Problem :: Once the images are set aside, write out the rest of the records exactly.

*** Data for analysis Section Begins ***

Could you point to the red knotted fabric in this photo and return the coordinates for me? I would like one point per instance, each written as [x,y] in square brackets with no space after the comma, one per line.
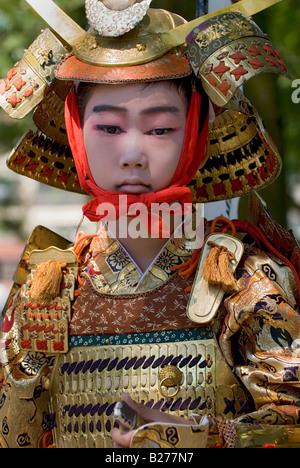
[193,152]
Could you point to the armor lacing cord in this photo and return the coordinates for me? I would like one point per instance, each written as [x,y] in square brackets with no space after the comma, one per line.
[82,241]
[46,281]
[216,268]
[187,269]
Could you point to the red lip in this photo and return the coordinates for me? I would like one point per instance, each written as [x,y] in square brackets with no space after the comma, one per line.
[134,186]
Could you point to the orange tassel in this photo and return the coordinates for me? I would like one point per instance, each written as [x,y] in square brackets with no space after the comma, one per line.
[216,268]
[46,281]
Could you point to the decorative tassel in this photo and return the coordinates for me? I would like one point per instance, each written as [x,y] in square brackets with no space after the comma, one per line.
[216,268]
[46,282]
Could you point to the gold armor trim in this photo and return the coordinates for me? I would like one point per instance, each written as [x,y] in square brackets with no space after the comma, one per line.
[140,45]
[25,84]
[88,381]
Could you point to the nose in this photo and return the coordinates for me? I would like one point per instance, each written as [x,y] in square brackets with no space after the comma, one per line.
[133,154]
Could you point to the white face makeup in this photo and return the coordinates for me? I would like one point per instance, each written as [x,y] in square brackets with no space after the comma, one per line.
[134,135]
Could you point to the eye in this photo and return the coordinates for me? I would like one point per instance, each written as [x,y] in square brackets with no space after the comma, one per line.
[160,131]
[110,129]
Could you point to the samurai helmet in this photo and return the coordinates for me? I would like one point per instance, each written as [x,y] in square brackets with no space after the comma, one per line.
[129,42]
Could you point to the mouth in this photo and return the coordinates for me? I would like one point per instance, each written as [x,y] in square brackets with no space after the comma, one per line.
[133,186]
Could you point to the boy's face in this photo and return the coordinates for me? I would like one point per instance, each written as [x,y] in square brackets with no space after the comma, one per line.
[134,135]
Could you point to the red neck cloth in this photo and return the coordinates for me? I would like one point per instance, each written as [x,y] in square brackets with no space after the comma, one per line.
[193,151]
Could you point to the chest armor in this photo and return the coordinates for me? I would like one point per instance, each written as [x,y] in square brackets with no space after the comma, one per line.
[160,358]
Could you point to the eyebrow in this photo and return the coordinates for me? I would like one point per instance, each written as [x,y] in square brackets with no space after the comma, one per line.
[151,110]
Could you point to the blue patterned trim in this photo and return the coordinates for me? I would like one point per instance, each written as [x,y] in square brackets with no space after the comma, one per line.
[141,338]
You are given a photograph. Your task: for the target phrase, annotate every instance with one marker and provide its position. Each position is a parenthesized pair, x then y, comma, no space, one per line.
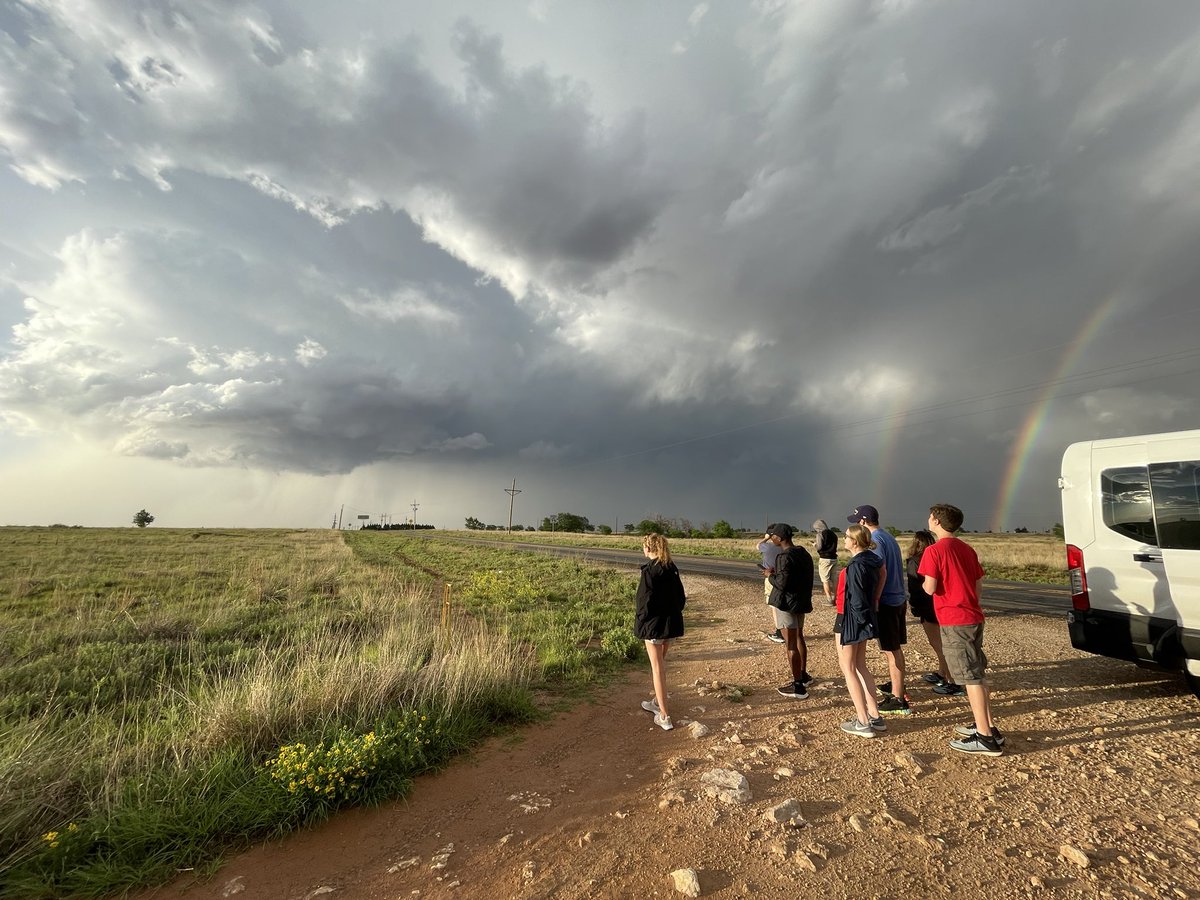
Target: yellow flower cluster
(334,771)
(337,771)
(54,838)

*** Data for analysis Section Ends ***

Your response ::
Could you point to the red knotted fabric in this photo and return the coordinates for me? I would like one point per instance, each written as [x,y] in square brackets with no space after the comma, one per line.
[193,152]
Could you point to the armor lacing cord in this photo and return the coordinates for me? I would like one point per instance, each written as [x,y] in square brackets with no space after the comma, one per line.
[82,241]
[46,281]
[216,268]
[187,269]
Could you point to the red lip in this photo and return the coordinates for me? I would like one point per instance, each written as [x,y] in square brackets with no space after the comma, one per line.
[134,186]
Could you point to the orange tassel in this photo and return the coordinates for me? I would like one point per instance, each written as [x,y] in square brackets with no space after the comma, one per line.
[216,268]
[46,281]
Could you point to the decorative tassel in this photo and return the coordinates for me? I would like one point per instance, each written as [x,y] in square brackets with no space after the comma, one per line.
[216,268]
[46,282]
Could you point to the gold armor trim in this photo and return the coordinates for me? I would like one point per instance, each written as [x,y] in square brackets with no space after the comma, one per line.
[140,45]
[25,84]
[88,381]
Could you point to the nose in this photo and return the coordinates for me? I would like one point per instance, each written as [x,y] in square brackets with no space after the comma, one per line.
[133,154]
Could you point to the white face makeup in this photo and return the coordinates for me? I would like one point per instance, each written as [x,y] in square brackets with no space after the comma, one per line.
[134,135]
Could you point to the eye in this photo and return the coordinates for me? I would like one point per instance, each written as [x,y] in square brackets with no space after the comma, one per line.
[160,131]
[110,129]
Could you point to the samurai helmet in this photo and return the coordinates for me? I would like one point per instance, each written as [x,y] in square brackets with no space after the comma, one per line.
[129,42]
Could you point to the mouth in this photo and return the coordinates for me? I would like one point per instance, each written as [x,y] in square brackets with no space after the comma, one per line.
[133,186]
Could you point to the boy's face in this photo and return the coordinates for me? I would like one point per instance, each written as [x,y] in square brackets with no space after the comma, one per line.
[134,135]
Could you point to the red neck cloth in this photo and return the coordinates for me? I would like one point per instance, each written as [x,y] in square brackets with no space after the comma, one per line.
[193,151]
Could you point to the chest armor in this photo and return the coordinates for me? I would like one point per instance, each written as [x,y] in square brackets with no space after the comma, one per line.
[160,358]
Could you point to the eyebrow in this photo and return the coordinates for me? I would like one point per instance, each written as [x,y] in square brackets with no space after the comma, one per line.
[151,110]
Could you point to the blue patterned trim in this photo and return the coordinates for me? I would like one point per instance, each written as [x,y] in square brackets with no space after the comma, one per line.
[141,338]
You are given a photograph. Your task: for the target phrase, annotate every instance with one marker and provide its position. Each position is a parenthesized pair, x then y, comma, no space, one per line.
Target: yellow flower cluster
(334,771)
(337,771)
(54,838)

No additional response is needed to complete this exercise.